Aşağıdaki alıntıya göre yazara kötümserliği bırakıp Mao Ze Dong'un sözünü düşünmesini kim söylemişti?

## [Alıntı metin]
• • • • • • •

Bu gün, bu ortamda dahi yazılarımda hala sürdürdüğüm “iyimserliğimin” nedenini açıklamaya çalışacağım;
Yıllar önce yine ülkeye böylesi bir umutsuzluğun hâkim olduğu günlerde, bilgin büyüğüm Turan Güneş bana, “kötümserliği bırak, Mao Ze Dong’un şu sözünü düşün” demişti, “Gök kubbenin altında büyük bir keşmekeş var, vaziyet harika”.
Mao bu sözü “uzun yürüyüşü” başlattığı 1930’ların ortasında söylemiş. O tarihlerdeki 400 milyon nüfuslu Çin, gerçekten tam bir keşmekeş içindeydi. Çin, bu gün 1,5 milyarı aşkın nüfusuyla küresel dünya ekonomisine yön veren en büyük güç olma yolundaki uzun yürüyüşünü tamamladı, denebilir.
Sosyal Demokrat Halkçı Partide (SHP) Genel Başkan Erdal İnönü ile beraber görev yapıyoruz. Mao’nun o sözünün üzerinden yarım yüzyıl sonra 1989’da, Devlet Başkanı Zhao Ziyang'ın çağrılısı olarak başkent Pekin’deyiz.
Başkan Ziyang görüşmeye başlarken, “siyasal ideolojilerin sonu geldi. Bütün ülkelerin ortak hedefi barış ve insan mutluluğu olmalı. Bunun sorumluluğu da, önder devletlere düşüyor” dedi.

• • • • • • •

## [Verilen bilgiler]
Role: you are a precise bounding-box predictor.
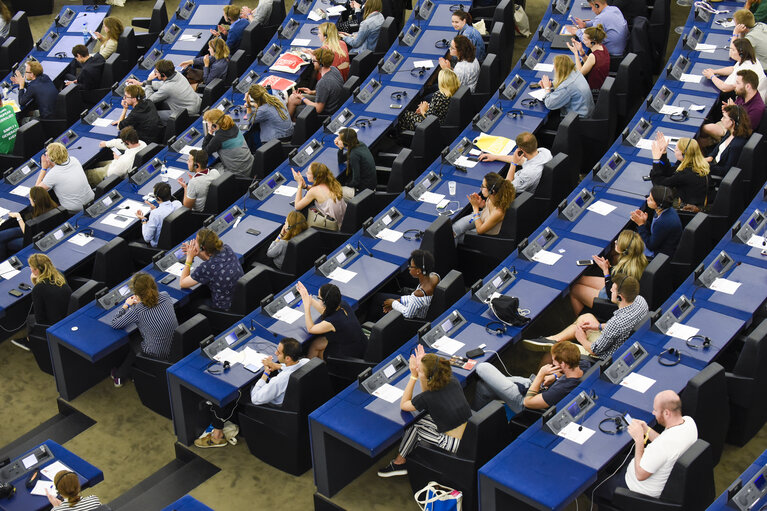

• • • • • • •

## [Çözüm]
Turan Güneş.